Document excerpt:
□ □ □ □ □ □ □
Net (loss) income per common share—diluted for the three months ended June 30, 2011 excluded the effect of outstanding exercisable options to purchase 2,603,536 shares, 232,089 restricted stock units for which common shares are distributed upon achievement of certain performance targets, 350,906 weighted average restricted shares outstanding, and 4,278,124 shares of Series A Convertible Redeemable Preferred Stock (32,908,646 in dilutive shares, as converted, which assumes conversion on the first day of the period) because we reported a net loss available to common stockholders which caused the options, restricted stock units, restricted shares and preferred shares to be anti-dilutive.

Net (loss) income per common share—diluted for the six months ended June 30, 2011 excluded the effect of outstanding exercisable options to purchase 2,603,536 shares, 232,089 restricted stock units for which common shares are distributed upon achievement of certain performance targets, 366,975 weighted average restricted shares outstanding, and 4,148,538 shares of Series A Convertible Redeemable Preferred Stock (31,911,830 in dilutive shares, as converted, which assumes conversion on the first day of the period) because we reported a net loss available to common stockholders which caused the options, restricted stock units, restricted shares and preferred shares to be anti-dilutive.
□ □ □ □ □ □ □
In the filing excerpt, how many weighted average restricted shares outstanding were excluded from diluted per-share figures for the six months ended June 30, 2011? The items that come next are separate material, unrelated to the filing excerpt.

[Entries pointing to named objects]
□ □ □ □ □ □ □
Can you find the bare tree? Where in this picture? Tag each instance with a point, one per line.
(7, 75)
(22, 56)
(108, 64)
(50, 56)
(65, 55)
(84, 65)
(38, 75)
□ □ □ □ □ □ □
Exercise output:
366,975